* [YOUR OBJECTIVE]:
Output exactly the lines that run from the line with "upstairs window, one point per instance" to the end of the material, both ends included, and no other lines.
--- start of EXTRACTED INFORMATION ---
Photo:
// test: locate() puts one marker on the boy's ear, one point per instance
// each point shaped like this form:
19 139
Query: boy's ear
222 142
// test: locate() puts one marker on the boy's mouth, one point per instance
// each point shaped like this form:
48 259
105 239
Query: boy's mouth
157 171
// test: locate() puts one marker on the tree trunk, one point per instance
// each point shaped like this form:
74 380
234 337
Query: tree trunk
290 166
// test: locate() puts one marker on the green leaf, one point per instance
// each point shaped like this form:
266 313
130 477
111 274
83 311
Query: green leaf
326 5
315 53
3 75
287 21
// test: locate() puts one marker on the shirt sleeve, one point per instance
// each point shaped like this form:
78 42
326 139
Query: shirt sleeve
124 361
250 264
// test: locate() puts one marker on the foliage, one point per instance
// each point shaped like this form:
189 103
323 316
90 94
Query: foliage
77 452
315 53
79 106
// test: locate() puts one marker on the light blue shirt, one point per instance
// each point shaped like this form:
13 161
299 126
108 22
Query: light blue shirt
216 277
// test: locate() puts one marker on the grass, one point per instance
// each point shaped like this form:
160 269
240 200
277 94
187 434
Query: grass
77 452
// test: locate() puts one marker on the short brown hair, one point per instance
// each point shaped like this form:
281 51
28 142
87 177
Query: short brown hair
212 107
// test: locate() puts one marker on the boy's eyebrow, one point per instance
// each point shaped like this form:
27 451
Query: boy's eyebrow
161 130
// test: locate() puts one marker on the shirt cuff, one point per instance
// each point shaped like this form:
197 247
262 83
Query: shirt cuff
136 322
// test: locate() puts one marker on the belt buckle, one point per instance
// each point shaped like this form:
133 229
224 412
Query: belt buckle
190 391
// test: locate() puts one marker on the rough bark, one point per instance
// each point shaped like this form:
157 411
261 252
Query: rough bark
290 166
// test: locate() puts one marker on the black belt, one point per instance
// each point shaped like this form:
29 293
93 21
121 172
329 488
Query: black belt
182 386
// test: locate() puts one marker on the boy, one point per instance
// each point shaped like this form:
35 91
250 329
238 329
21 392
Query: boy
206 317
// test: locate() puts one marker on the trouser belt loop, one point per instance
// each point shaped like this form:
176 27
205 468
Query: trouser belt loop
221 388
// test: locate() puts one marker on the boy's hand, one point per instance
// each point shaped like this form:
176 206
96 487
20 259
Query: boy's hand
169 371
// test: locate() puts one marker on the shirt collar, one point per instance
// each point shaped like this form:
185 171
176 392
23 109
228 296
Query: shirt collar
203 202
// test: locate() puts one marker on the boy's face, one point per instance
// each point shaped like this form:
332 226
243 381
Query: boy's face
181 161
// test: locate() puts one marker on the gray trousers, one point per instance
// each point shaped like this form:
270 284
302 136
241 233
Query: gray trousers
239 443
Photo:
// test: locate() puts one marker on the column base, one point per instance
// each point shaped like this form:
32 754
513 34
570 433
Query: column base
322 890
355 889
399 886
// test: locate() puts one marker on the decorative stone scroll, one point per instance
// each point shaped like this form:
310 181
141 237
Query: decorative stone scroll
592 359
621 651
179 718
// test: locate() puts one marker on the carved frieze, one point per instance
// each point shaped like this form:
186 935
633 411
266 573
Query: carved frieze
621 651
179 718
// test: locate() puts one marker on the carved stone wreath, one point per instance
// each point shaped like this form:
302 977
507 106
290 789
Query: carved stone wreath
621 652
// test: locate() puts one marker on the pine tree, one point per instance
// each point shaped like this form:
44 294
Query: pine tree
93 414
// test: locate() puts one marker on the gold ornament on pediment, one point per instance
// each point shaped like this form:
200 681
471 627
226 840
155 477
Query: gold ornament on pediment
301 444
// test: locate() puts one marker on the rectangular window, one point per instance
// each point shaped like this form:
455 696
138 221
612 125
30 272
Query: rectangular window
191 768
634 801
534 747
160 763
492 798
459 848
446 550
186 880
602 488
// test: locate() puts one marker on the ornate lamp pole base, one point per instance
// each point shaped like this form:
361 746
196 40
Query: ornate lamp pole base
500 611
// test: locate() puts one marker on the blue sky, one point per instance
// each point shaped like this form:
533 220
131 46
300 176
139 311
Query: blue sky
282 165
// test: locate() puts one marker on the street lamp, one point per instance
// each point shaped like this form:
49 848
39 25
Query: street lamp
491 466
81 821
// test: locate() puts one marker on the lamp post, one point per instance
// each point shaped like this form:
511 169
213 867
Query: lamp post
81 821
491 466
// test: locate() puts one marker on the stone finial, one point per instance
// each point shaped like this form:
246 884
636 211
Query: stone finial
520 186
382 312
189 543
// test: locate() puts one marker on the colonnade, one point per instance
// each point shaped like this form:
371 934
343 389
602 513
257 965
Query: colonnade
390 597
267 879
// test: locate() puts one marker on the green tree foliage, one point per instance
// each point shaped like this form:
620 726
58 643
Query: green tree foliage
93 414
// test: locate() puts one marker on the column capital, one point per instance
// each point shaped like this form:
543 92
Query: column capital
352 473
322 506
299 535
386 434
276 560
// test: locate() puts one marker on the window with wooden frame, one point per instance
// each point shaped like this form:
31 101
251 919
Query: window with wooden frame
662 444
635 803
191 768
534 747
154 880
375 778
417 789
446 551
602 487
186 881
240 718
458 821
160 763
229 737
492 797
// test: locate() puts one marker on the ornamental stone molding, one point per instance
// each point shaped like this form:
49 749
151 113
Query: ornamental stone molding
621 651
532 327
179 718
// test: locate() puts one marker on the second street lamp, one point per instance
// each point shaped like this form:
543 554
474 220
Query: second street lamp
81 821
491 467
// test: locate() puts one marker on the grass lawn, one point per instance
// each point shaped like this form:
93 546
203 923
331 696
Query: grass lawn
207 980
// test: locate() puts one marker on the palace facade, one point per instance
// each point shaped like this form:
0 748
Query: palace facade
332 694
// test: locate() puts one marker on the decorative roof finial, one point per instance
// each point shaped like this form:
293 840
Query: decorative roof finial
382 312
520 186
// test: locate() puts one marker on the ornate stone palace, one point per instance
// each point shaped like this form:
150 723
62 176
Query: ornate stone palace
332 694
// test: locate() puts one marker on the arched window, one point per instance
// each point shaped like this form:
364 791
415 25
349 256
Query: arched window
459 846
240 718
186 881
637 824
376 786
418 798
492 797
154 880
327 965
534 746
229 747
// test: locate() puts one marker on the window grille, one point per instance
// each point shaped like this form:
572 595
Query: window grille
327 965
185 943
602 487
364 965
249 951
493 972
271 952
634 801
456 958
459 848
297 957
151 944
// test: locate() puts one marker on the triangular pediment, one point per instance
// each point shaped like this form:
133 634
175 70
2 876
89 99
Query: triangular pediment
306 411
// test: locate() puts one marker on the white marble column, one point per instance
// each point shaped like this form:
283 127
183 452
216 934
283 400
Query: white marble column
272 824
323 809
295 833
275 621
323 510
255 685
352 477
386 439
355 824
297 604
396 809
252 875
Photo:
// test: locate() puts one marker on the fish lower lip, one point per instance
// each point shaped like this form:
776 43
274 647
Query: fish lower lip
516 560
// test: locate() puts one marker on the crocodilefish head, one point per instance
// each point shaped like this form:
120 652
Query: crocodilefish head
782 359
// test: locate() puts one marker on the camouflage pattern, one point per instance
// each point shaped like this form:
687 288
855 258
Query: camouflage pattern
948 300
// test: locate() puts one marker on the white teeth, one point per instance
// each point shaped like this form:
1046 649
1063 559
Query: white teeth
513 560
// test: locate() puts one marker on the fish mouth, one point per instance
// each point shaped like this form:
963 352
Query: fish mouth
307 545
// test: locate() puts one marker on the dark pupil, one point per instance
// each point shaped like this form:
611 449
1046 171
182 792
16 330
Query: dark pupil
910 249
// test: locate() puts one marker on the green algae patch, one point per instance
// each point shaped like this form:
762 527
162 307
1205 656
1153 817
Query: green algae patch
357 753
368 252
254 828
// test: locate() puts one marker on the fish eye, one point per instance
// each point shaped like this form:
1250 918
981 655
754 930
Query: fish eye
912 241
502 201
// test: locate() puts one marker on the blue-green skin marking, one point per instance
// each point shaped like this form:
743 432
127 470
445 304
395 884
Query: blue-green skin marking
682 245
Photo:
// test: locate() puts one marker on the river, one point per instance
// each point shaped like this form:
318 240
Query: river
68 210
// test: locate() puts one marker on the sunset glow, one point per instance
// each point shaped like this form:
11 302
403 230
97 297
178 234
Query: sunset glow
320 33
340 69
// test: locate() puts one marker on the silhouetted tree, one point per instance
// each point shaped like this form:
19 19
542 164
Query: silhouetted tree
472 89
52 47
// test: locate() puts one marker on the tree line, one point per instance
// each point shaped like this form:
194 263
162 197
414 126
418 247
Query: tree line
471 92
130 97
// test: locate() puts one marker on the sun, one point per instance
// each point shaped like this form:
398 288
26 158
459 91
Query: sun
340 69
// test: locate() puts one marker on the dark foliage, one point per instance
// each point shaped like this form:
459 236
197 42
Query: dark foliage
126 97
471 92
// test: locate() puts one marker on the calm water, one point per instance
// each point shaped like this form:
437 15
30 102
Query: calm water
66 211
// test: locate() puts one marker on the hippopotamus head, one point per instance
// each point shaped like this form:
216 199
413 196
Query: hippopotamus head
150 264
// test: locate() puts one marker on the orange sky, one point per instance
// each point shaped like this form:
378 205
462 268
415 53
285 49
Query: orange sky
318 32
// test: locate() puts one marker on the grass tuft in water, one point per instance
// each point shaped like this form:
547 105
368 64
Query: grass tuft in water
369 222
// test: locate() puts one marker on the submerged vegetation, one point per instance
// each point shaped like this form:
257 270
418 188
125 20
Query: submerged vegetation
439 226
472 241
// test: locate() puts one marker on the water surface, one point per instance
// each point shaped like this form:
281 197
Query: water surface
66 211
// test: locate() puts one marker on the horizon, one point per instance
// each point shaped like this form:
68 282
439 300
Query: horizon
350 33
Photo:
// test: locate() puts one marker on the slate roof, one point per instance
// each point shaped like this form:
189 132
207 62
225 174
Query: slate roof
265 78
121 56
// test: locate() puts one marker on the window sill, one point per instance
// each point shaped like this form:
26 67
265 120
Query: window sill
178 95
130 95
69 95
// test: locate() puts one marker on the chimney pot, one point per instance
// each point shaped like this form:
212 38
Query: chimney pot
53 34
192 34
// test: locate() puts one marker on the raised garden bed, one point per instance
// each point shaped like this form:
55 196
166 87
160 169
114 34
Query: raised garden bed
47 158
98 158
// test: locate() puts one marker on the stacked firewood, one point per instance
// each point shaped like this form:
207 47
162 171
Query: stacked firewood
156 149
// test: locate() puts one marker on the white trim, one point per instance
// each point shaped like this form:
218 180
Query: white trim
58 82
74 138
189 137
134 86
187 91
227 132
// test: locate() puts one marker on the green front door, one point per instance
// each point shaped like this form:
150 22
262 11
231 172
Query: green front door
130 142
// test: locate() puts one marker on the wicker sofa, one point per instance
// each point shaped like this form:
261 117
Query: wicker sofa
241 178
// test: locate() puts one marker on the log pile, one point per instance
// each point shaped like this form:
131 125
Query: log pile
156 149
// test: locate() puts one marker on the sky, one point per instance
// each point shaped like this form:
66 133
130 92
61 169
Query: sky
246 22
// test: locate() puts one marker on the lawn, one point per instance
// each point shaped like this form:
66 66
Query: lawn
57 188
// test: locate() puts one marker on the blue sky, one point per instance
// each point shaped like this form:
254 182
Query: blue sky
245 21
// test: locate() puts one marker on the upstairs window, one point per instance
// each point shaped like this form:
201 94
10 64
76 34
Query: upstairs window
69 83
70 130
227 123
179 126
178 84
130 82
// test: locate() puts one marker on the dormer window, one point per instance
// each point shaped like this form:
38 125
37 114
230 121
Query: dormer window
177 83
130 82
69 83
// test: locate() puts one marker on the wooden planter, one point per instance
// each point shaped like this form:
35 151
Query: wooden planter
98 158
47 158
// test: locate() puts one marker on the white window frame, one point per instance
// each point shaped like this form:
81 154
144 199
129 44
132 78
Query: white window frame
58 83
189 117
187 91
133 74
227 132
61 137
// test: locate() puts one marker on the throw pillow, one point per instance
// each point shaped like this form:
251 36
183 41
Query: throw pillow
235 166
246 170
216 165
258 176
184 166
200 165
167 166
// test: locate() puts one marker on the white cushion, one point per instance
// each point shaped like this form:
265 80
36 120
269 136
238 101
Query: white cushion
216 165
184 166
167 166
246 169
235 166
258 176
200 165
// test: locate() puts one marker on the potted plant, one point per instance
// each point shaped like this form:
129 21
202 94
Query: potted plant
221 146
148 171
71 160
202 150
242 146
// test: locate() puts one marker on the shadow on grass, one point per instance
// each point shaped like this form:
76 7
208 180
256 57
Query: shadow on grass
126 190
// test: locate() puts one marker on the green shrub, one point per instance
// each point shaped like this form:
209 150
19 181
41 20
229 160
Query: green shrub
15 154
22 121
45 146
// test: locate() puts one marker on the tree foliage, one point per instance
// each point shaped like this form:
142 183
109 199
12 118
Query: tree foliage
--- end of EXTRACTED INFORMATION ---
* [EXERCISE RESULT]:
// test: locate() puts one marker on the upstairs window, one point per instance
// each point shaped like this form:
201 94
10 64
76 34
Query: upstairs window
69 83
70 130
227 123
179 126
178 84
130 82
// test: locate() puts one marker on the dormer window, one point per instance
// each point shaped like this form:
38 125
37 114
230 121
Query: dormer window
177 83
130 82
69 83
// test: locate() puts one marker on the wooden planter, one point per instance
// each point shaped like this form:
35 151
Query: wooden planter
98 158
47 158
// test: locate() puts one marker on the white window frame, one point per instance
// each point shaped like this form:
81 154
144 199
129 44
132 78
Query: white window frame
58 83
189 117
187 91
133 74
227 132
61 137
// test: locate() puts one marker on the throw pillow, one point per instance
// each point shaped like this form:
251 36
183 41
Query: throw pillow
235 166
246 170
216 165
258 176
184 166
200 165
167 166
// test: locate() puts one marker on the white cushion, one point per instance
// each point shaped like this form:
265 80
36 120
269 136
238 101
Query: white cushion
216 165
184 166
167 166
246 169
235 166
258 176
200 165
// test: locate() puts one marker on the potted plant, one point per instance
// each point shaped like this form:
129 21
202 94
Query: potted plant
221 146
148 171
71 160
202 150
242 146
// test: locate() puts one marker on the shadow on grass, one point per instance
// each point shaped like this form:
76 7
208 180
256 57
Query: shadow on grass
126 190
// test: locate() puts one marker on the green shrub, one point per instance
// each point shaped like this form:
209 150
19 181
41 20
229 160
Query: green shrub
15 154
22 121
45 146
// test: locate() puts one marker on the tree foliage, one point per instance
// each point shaped like this form:
142 183
109 199
12 118
Query: tree foliage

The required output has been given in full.